§ **COMPITO ASSEGNATO 1**: Riproduci alla lettera la parte del testo fornito che comincia con le parole "Sono solo pochi, drammatici" e si ferma dopo "poche certezze definitive.".

-------- TESTO FORNITO

Un libro di Rita Di Giovacchino sui fatti più terribili che si verificano in Italia dall’inizio degli anni Settanta: dal “golpe” borghese fino alla “banda della Magliana”, passando per il duplice processo ad Andreotti
21 settembre 1990: un giovane magistrato siciliano, Rosario Livatino, viene ucciso dalla mafia.
9 agosto 1991: Antonino Scopelliti, procuratore generale di Cassazione, anch’egli impegnato nella lotta alla criminalità organizzata, cade in un agguato della 'ndrangheta.
17 febbraio 1992: l’arresto di Mario Chiesa fa esplodere Tangentopoli.
23 maggio 1992: strage di Capaci.
19 luglio 1992: strage di via d’Amelio.
Sono solo pochi, drammatici eventi che hanno aperto gli anni Novanta in Italia e che hanno segnato la fine di un’epoca. Un’epoca torbida, di trame e di segreti, di eversione rossa e nera cominciata con i primi anni Settanta quando un attentato al treno la Freccia del Sud provocò sei morti e centotrentanove feriti, quando a Palermo scomparve il giornalista Mauro De Mauro e quando, sempre a Palermo, la mafia uccise il magistrato Pietro Scaglione. Su tutti questi episodi, sulle ferite della nostra democrazia, sulle ragioni e sulle complicità dei delitti, oggi abbiamo molti documenti, molte notizie ma poche certezze definitive.

----------------
-------- ESTRATTI DELLE VOCI

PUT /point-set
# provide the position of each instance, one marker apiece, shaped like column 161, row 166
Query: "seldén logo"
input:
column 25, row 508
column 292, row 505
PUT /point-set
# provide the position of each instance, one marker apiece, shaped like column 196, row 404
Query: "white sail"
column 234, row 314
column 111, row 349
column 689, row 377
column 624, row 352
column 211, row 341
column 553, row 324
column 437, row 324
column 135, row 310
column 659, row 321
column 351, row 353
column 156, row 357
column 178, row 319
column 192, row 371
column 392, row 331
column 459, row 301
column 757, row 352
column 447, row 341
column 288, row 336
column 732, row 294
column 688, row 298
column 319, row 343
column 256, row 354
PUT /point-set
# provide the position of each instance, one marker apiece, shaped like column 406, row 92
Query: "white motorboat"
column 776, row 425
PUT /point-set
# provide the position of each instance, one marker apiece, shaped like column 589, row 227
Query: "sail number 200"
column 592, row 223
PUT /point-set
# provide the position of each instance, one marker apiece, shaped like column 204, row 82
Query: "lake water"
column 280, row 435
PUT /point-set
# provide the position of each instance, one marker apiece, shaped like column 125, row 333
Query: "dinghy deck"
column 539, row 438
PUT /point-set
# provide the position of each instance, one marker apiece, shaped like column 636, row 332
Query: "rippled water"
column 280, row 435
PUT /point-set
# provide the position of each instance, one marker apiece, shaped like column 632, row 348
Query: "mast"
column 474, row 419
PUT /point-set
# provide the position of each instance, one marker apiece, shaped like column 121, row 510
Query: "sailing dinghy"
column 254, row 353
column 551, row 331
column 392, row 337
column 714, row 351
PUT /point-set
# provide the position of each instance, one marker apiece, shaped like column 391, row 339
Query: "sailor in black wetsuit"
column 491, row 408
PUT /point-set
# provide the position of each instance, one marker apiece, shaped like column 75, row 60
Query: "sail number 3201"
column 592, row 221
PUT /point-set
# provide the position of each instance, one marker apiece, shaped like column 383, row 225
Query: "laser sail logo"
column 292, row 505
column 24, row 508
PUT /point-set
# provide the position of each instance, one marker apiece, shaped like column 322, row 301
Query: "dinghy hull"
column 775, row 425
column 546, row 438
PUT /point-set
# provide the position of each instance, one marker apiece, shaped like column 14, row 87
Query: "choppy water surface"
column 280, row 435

----------------

§ **COMPITO ASSEGNATO 2**: Indica soltanto il numero di righe delle voci riportate sopra che contengono la stringa "logo".

§ **RISPOSTA SCRITTA 1**:
Sono solo pochi, drammatici eventi che hanno aperto gli anni Novanta in Italia e che hanno segnato la fine di un’epoca. Un’epoca torbida, di trame e di segreti, di eversione rossa e nera cominciata con i primi anni Settanta quando un attentato al treno la Freccia del Sud provocò sei morti e centotrentanove feriti, quando a Palermo scomparve il giornalista Mauro De Mauro e quando, sempre a Palermo, la mafia uccise il magistrato Pietro Scaglione. Su tutti questi episodi, sulle ferite della nostra democrazia, sulle ragioni e sulle complicità dei delitti, oggi abbiamo molti documenti, molte notizie ma poche certezze definitive.

§ **RISPOSTA SCRITTA 2**: 2